___ Materials provided

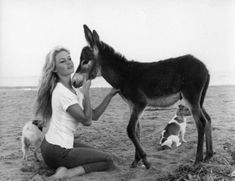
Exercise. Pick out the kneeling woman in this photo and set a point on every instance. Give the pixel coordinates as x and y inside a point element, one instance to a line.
<point>65,108</point>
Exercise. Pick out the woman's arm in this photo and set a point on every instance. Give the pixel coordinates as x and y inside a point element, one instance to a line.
<point>84,116</point>
<point>98,111</point>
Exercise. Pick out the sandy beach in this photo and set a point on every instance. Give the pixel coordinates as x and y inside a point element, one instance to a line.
<point>109,134</point>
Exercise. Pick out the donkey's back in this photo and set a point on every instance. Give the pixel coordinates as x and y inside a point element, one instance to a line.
<point>164,79</point>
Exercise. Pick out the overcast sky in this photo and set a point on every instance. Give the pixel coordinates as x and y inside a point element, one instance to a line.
<point>145,31</point>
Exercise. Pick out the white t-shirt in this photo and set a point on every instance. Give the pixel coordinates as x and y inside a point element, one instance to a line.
<point>62,125</point>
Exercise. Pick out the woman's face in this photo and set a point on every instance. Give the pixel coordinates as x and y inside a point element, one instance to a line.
<point>64,64</point>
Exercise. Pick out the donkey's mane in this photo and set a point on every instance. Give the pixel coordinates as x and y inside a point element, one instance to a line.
<point>117,60</point>
<point>109,51</point>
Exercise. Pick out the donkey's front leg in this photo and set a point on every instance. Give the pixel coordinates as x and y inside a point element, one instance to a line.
<point>137,155</point>
<point>131,130</point>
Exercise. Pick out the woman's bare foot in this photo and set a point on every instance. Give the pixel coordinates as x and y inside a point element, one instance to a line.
<point>60,173</point>
<point>63,172</point>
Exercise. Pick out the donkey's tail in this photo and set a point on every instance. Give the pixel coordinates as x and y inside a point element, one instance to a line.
<point>204,90</point>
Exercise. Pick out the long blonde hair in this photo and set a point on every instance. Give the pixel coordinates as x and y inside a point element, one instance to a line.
<point>47,84</point>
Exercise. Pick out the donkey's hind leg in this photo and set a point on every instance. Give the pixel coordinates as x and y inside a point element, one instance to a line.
<point>192,97</point>
<point>137,155</point>
<point>131,130</point>
<point>208,134</point>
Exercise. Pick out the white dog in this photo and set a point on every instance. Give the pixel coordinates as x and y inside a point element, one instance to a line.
<point>175,129</point>
<point>32,135</point>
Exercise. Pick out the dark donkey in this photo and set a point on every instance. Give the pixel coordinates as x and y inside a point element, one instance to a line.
<point>159,84</point>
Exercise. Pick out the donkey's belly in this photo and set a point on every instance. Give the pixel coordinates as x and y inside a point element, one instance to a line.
<point>163,101</point>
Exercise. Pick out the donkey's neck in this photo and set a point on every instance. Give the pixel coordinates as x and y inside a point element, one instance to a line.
<point>114,66</point>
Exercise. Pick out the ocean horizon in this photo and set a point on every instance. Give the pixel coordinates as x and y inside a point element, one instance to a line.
<point>217,79</point>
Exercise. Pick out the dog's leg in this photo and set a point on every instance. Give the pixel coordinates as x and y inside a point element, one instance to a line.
<point>35,154</point>
<point>182,133</point>
<point>177,141</point>
<point>25,147</point>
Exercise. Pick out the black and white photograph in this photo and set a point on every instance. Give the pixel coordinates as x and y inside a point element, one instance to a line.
<point>117,90</point>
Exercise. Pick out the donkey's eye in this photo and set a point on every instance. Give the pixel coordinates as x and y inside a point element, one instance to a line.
<point>85,62</point>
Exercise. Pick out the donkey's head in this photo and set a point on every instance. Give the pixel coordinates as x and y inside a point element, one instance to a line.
<point>89,67</point>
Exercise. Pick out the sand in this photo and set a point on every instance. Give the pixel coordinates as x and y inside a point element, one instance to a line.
<point>109,134</point>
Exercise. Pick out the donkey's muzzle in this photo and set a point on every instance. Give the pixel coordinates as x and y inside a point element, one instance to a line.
<point>77,80</point>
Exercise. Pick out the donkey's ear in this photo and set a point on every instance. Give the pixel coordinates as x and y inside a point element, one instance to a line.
<point>96,37</point>
<point>88,35</point>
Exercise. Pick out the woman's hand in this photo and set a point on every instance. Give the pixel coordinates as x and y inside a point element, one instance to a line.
<point>86,86</point>
<point>114,91</point>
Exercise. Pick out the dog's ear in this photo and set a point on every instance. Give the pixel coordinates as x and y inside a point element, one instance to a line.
<point>35,122</point>
<point>88,36</point>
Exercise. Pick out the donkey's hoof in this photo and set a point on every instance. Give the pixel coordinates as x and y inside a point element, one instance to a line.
<point>146,163</point>
<point>208,157</point>
<point>134,164</point>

______

Your assignment: All pictures are to be dropped, and the records above returned exactly.

Solution for this task:
Exercise. Pick out the kneeling woman in this photo and set a point on every instance. Give the pixel coordinates as x and y inside a point element, one instance to a line.
<point>65,108</point>
Exercise. Pick out the woman's arm in this photo and set a point on every instance. Give the pixel coordinates as x and y inside a point element, one instance to a line.
<point>84,116</point>
<point>98,111</point>
Exercise. Pick out the sandy beach in this photo and set a point on every instance. Give the pixel coordinates as x and y inside a point element, one instance to a line.
<point>109,134</point>
Exercise. Pick out the donkey's back in this photo and set a point on every instance. Give the pixel coordinates as x and y inside a point element, one instance to a line.
<point>164,79</point>
Exercise. Pick out the overcast sky in this photo and set a point on every instance. Give the pixel coordinates as x and y inside a point element, one instance to a line.
<point>145,31</point>
Exercise. Pick out the white t-shirt in this photo and set a point on every instance. Give the pixel coordinates as x and y inside a point element, one instance to a line.
<point>62,125</point>
Exercise. Pick out the woman's face in this photo and set a point on every instance. Give the pixel coordinates as x and y inside a point element, one instance to a line.
<point>64,64</point>
Exercise. Pick out the donkey's mane in this photo and set a point on every instance. Give the pixel coordinates as x and y inside a point element, one instance to a line.
<point>117,60</point>
<point>109,51</point>
Exercise. Pick out the donkey's front leg in this photo and set a point on every instance. Give the pixel coordinates as x and y inside a point element, one instance to a line.
<point>137,155</point>
<point>131,130</point>
Exercise. Pick out the woman's bare foot in this photo and set a point on every instance. Give the pixel coordinates as x and y inside a point element, one instance to a line.
<point>60,173</point>
<point>63,172</point>
Exercise. Pick out the donkey's tail in this photo and set a point on every instance. Give the pixel coordinates as x and y inside a point element, one instance to a line.
<point>204,90</point>
Exercise. Pick out the long blonde hair in this photo and set a point on every instance. Give the pixel coordinates as x and y inside a point element, one instance to a line.
<point>47,84</point>
Exercise. Pick out the donkey's hind leg in this photo and set a point on every instance. Give the pixel coordinates as x and y inside a point element, one instance to a line.
<point>192,97</point>
<point>137,155</point>
<point>131,130</point>
<point>208,134</point>
Exercise. Pick out the white dog in this photo and set a point on every instance. Give the pixel coordinates as x and y inside a point element, one instance to a line.
<point>175,129</point>
<point>32,135</point>
Exercise. Pick out the dark donkey in this photo and set a point on every instance. Give the pixel coordinates as x and y inside a point element, one instance to a line.
<point>159,84</point>
Exercise. Pick out the donkey's belly in this photo and set a point on every instance. Give the pixel coordinates as x and y inside a point element, one instance to a line.
<point>163,101</point>
Exercise. Pick out the donkey's neck in this photo and set a point on every instance. Give the pixel coordinates as x and y inside a point element, one instance to a line.
<point>114,66</point>
Exercise. Pick out the ocean horizon in this photo and set a point on every instance. Give the pixel coordinates as x and y inside a point element, one instance to a line.
<point>217,79</point>
Exercise. Pick out the dog's leg in this photo and set a point on every instance. Give the pixel coordinates as x and y inside a point element, one instance to a line.
<point>35,154</point>
<point>182,133</point>
<point>177,141</point>
<point>25,147</point>
Exercise. Pick out the black and white photograph in this photo and set a point on every instance. Give the pixel coordinates as x and y inside a point element, one instance to a line.
<point>117,90</point>
Exercise. Pick out the donkey's eye in this photo and set a point on every instance. Give the pixel coordinates as x and y inside a point element, one instance to a line.
<point>85,62</point>
Exercise. Pick out the donkey's head in this photo and set a point on every instance. Give the pixel coordinates as x and y inside a point element, one instance to a line.
<point>89,67</point>
Exercise. Pick out the sand in this photo and set a point on every instance. Give the pixel coordinates as x and y inside a point element, one instance to a line.
<point>109,134</point>
Exercise. Pick out the donkey's muzzle in this photo and set a point on every instance. Give the pixel coordinates as x and y inside a point element, one instance to a line.
<point>77,80</point>
Exercise. Pick out the donkey's ear in this photo and set a point on every instance. Give the pixel coordinates as x and y inside a point element, one instance to a line.
<point>96,37</point>
<point>88,35</point>
Exercise. Pick out the woman's hand in this photo and set a point on every instance. Give the pixel coordinates as x and y inside a point element, one instance to a line.
<point>86,86</point>
<point>114,91</point>
Exercise. Pick out the dog's ear in this photo and set a point on every instance. Give the pixel coordinates as x and y inside a point element, one instance to a line.
<point>35,122</point>
<point>88,36</point>
Exercise. Pick out the donkey's hoof in this photo and set a point on every instance. Give the pixel coordinates as x and y inside a point element, one instance to a line.
<point>146,163</point>
<point>208,157</point>
<point>134,164</point>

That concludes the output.